◆ **Text extract**
B. The Hon’ble HC Madras clearly acknowledges in paragraph 12 the fact that Section 11B of Central Excise Act, 1944 does not strictly cover refund of accumulated Cenvat credit. Once, this position is accepted, then there is no way that limitation of one year can apply because the limitation of one year. The plain reading of S 11B makes it amply clear that the legislature imposed limitation on the refund of duty & interest alone & this cannot be stretched to accumulated Cenvat Credit.

C. Another pertinent point is that if the S 11B imposes restriction of time limit for filing the refund application then the same could have been specified directly in the Rule/Notification itself but then it is not carried out because actually the restriction does not apply. The reason being that the Rule/Notification cannot be contrary to the CEA, 1944 & that the CBEC is well aware of the fact. Why we reach this incontrovertible conclusion is the fact that the C. Ex. Act was passed by the Parliament in 1944 & at that point of time, nobody knew that India will have a modified Value Added Taxation system in the future & the accumulated credit will have to be refunded to the exporter. (Please note that condition 2 (b) exists in the S 11B of the CEA, 1944 since inception & there is no amendment effected after the Modvat credit was introduced). Therefore, reading limitation period of 1 year into the law by way of S 11B is untenable. Therefore, if CBEC needed to apply the limitation period of 1 year to the accumulated Cenvat credit then the CEA, 1944 needed to be amended appropriately. It cannot be the case of the CBEC that they are the law unto themselves & just by making a cross reference to S 11B of the CEA, 1944 the legitimate rights of the assessee/exporter can be misappropriated if the refund of accumulated credit is not filed within 1 year. It is very difficult to comprehend that why the CBEC will not amend the CEA, 1944 but adopt manipulation & devious interpretation to deprive the exporters of their legitimate claims. The S 11B very specifically states to what it applies & refund of accumulated credit dies not find a mention. What we are trying to say is that any conclusion contrary to the S 11B of Central Excise Act, 1944 cannot be upheld or allowed to proceed. If the limitation was to apply to all refunds then the S 11B of Central Excise Act, 1944 would have not restricted itself to cover only duty & interest alone.

D. Under the Bond/LUT, the goods could be exported within 6 months from the date of removal & if the goods were removed on the last day of the quarter & exported on the last day of the six month period then the exporter would be left with less than 3 months for filing the refund claim after the receipt of the export documents. Further if the period of export was extended as permitted in the law then it cannot be the case of the CBEC that the exporter will be deprived of the legitimate claim. It is incumbent upon the CBEC to ensure that the applicable law serves the defined purpose under different permutations & combinations & does not deprive the exporters of their legitimate vested rights. Under the extended period, the law cannot be applied therefore limitation period of 1 year fails & cannot be upheld in terms of the law. This is once again incontrovertible.

◆ **Directive 1**
According to the passage on Cenvat credit refunds, within how many months from the date of removal could goods be exported under the Bond/LUT?
◆ **Directive 2**
Reproduce word for word the part of the passage on Cenvat credit refunds that begins at the words "B. The Hon’ble" and stops after the words "to accumulated Cenvat Credit.".
The records that come next are separate material, unrelated to the passage on Cenvat credit refunds.

◆ **Dataset extract**
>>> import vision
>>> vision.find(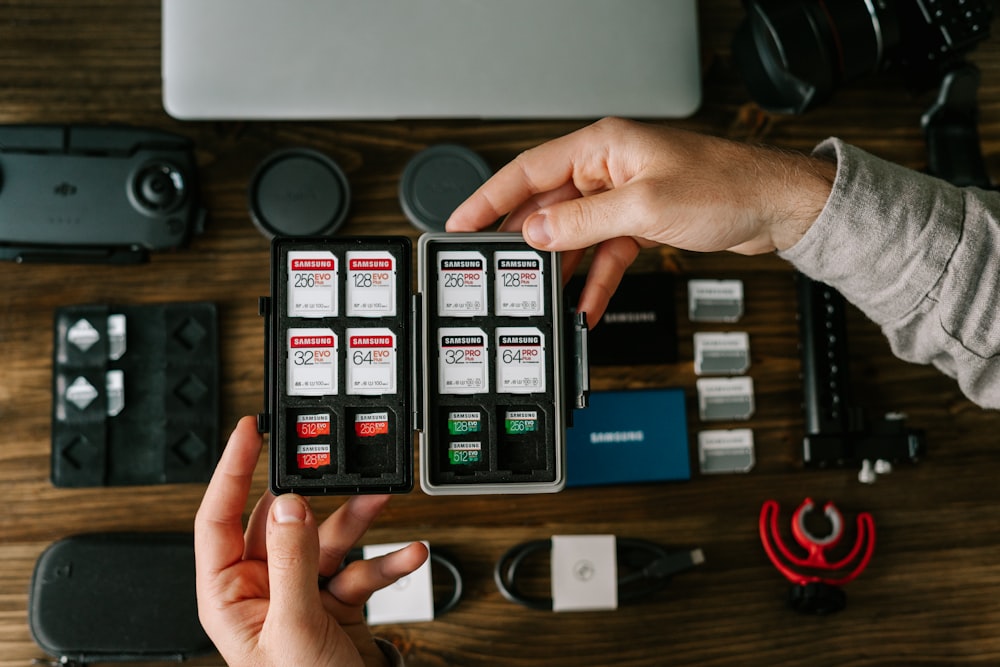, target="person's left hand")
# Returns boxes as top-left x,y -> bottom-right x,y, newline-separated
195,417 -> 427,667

---

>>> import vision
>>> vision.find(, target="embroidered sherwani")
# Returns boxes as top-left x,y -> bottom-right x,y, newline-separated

◆ **Output 1**
Within 6 months from the date of removal.

◆ **Output 2**
B. The Hon’ble HC Madras clearly acknowledges in paragraph 12 the fact that Section 11B of Central Excise Act, 1944 does not strictly cover refund of accumulated Cenvat credit. Once, this position is accepted, then there is no way that limitation of one year can apply because the limitation of one year. The plain reading of S 11B makes it amply clear that the legislature imposed limitation on the refund of duty & interest alone & this cannot be stretched to accumulated Cenvat Credit.